═════ TASK INPUT ═════

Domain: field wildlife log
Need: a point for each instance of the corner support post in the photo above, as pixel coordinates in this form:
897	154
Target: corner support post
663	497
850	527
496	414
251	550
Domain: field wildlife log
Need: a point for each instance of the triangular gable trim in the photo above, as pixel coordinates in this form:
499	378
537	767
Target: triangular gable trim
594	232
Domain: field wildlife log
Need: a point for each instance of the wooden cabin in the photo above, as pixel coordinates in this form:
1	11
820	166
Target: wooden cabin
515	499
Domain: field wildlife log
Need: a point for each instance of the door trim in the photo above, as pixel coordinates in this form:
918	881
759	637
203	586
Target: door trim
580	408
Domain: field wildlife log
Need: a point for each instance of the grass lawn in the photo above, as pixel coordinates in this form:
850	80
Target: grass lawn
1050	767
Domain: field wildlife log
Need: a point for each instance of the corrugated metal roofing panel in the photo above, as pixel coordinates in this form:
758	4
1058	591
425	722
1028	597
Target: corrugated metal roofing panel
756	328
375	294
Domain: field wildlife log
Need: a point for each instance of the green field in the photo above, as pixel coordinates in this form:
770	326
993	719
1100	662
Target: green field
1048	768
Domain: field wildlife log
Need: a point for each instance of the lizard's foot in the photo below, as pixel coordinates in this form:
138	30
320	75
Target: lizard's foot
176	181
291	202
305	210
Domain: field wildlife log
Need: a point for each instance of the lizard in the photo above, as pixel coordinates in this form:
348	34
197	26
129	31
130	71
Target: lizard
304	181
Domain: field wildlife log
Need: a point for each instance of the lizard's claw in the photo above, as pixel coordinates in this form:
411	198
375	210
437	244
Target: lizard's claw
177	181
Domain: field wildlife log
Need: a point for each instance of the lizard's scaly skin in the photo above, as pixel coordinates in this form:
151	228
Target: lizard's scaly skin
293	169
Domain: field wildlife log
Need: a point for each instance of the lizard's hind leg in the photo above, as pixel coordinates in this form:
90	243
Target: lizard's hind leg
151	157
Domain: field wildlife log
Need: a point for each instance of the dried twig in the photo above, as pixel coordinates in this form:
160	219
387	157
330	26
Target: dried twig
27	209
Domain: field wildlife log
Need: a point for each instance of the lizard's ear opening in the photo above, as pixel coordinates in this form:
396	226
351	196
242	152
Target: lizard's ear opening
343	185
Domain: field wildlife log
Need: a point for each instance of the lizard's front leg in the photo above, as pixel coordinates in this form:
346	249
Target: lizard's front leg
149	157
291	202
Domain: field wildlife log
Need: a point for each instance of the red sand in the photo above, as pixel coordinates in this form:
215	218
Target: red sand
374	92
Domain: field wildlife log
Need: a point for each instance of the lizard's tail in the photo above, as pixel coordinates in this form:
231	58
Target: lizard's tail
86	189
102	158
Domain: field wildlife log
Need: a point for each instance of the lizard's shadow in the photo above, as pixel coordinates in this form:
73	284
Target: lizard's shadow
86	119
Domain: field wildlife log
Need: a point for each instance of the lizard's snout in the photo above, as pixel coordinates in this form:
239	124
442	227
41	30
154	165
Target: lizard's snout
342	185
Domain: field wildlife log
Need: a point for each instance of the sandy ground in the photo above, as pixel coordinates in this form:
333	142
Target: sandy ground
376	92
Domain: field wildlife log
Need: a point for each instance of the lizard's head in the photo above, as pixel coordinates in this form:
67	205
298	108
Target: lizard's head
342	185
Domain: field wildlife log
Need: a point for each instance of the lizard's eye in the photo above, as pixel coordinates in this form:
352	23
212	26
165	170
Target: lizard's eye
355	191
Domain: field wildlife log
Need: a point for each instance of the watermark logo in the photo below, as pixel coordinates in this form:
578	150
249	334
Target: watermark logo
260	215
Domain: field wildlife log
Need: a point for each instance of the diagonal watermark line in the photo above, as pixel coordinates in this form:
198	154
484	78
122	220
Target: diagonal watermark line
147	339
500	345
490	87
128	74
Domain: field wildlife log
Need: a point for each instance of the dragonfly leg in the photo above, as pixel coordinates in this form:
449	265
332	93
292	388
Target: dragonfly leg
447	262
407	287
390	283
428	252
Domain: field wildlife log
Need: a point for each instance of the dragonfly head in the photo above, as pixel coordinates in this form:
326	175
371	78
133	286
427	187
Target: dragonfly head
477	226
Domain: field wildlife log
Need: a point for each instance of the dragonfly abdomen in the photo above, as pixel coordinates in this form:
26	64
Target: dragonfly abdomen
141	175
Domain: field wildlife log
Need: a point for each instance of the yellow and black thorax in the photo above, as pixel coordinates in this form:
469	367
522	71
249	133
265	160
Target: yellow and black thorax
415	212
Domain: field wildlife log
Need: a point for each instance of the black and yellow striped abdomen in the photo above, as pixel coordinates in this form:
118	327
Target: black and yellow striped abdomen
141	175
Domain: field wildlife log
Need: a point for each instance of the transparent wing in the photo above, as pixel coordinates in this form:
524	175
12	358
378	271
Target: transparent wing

═════

» GOAL
Gather every line in the rows above that contains the string "head", and copy each of those lines in full. Only matches with the same case count.

» WORKED ANSWER
Need: a point for each instance of the lizard's head in the photo above, as pixel coordinates in this form:
Target: lizard's head
Need: a point for each instance of the dragonfly head in the photo above, as pixel coordinates in this form:
Target: dragonfly head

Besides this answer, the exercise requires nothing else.